** Task to carry out **
Lines before the one containing "Query: woman" are left out; copy that line and every later line through the end of the data exactly.

** Material supplied **
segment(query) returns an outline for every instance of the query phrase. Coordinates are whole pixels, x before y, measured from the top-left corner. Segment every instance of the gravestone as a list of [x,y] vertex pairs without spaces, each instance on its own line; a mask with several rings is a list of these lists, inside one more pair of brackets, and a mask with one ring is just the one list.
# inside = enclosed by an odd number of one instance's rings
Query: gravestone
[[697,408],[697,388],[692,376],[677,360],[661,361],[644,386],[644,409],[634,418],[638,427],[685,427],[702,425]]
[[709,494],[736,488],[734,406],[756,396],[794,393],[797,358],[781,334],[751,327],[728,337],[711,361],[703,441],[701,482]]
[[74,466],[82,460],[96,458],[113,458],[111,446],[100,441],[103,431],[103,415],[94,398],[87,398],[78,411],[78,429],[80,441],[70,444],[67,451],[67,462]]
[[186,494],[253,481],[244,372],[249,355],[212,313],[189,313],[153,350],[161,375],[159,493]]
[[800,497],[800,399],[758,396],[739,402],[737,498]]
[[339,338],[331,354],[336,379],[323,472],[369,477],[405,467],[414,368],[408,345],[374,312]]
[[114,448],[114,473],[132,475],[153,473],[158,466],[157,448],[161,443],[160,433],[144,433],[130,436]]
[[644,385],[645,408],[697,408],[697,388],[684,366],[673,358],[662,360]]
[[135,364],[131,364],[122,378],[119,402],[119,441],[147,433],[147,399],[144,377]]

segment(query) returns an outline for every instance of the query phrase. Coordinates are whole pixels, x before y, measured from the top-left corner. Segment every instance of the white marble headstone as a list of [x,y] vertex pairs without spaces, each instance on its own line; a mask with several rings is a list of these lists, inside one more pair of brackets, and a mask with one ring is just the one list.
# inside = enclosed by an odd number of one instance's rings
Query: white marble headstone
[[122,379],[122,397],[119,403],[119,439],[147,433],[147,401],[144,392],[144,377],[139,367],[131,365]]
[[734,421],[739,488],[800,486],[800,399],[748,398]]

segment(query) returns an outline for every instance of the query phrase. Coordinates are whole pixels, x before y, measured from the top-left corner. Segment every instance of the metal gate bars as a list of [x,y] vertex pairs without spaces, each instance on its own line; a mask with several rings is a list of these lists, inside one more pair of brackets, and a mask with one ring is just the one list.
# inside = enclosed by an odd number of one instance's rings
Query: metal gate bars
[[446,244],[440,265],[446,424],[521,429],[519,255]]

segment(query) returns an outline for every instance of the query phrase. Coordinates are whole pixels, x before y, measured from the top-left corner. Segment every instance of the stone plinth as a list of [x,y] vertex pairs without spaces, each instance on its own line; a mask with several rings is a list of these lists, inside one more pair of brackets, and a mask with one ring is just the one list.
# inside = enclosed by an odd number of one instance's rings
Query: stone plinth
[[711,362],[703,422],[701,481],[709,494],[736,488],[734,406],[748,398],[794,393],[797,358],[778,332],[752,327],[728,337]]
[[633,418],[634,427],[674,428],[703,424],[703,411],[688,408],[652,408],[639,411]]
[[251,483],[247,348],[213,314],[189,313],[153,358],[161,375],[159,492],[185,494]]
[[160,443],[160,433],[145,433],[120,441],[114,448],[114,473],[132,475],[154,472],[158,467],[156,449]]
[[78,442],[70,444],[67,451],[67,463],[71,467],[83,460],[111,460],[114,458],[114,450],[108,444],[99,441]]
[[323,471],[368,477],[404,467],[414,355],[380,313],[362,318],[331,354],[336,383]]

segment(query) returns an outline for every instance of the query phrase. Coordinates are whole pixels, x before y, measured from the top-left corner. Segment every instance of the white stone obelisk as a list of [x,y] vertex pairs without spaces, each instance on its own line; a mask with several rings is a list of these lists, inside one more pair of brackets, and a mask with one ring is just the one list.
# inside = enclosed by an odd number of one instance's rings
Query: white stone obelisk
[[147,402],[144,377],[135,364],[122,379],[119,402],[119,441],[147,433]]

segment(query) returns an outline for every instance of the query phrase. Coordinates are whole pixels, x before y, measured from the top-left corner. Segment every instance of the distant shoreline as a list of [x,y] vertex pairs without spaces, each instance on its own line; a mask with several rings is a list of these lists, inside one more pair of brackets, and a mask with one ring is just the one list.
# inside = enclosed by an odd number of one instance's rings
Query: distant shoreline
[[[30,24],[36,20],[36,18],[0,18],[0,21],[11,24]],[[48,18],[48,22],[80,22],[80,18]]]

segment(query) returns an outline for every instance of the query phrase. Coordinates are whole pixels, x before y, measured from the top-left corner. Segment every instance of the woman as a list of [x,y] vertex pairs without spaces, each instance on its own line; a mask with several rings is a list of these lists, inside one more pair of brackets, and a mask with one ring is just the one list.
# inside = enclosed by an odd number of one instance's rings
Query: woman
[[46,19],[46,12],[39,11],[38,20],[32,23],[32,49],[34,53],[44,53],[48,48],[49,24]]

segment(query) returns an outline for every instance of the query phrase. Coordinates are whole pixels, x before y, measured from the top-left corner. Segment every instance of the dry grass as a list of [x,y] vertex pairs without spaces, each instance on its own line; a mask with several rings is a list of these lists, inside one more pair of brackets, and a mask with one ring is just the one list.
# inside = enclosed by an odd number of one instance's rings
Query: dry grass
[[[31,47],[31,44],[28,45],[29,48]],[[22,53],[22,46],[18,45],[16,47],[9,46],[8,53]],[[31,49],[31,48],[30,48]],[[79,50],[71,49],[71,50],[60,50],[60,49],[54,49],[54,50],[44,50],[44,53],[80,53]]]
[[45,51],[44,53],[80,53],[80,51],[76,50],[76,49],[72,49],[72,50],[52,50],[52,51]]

** Solution to this exercise **
Query: woman
[[46,19],[46,12],[39,11],[38,20],[32,23],[32,49],[34,53],[44,53],[48,48],[49,24]]

segment(query) returns an outline for every instance of the query phrase. Coordinates are whole pixels, x before y, measured from the top-left corner. Segment every instance of the dry grass as a list of [x,y] vertex pairs without spaces, each instance on its own line; a mask with several rings is a list of these lists, inside one more pair of brackets, and a mask with one ring is just the one list.
# inside = enclosed by an odd number of one instance's rings
Query: dry grass
[[[31,47],[31,44],[28,45],[29,48]],[[22,53],[22,46],[18,45],[16,47],[9,46],[8,53]],[[31,49],[31,48],[30,48]],[[79,50],[71,49],[71,50],[60,50],[60,49],[54,49],[54,50],[44,50],[44,53],[80,53]]]
[[45,51],[44,53],[80,53],[80,51],[76,50],[76,49],[72,49],[72,50],[52,50],[52,51]]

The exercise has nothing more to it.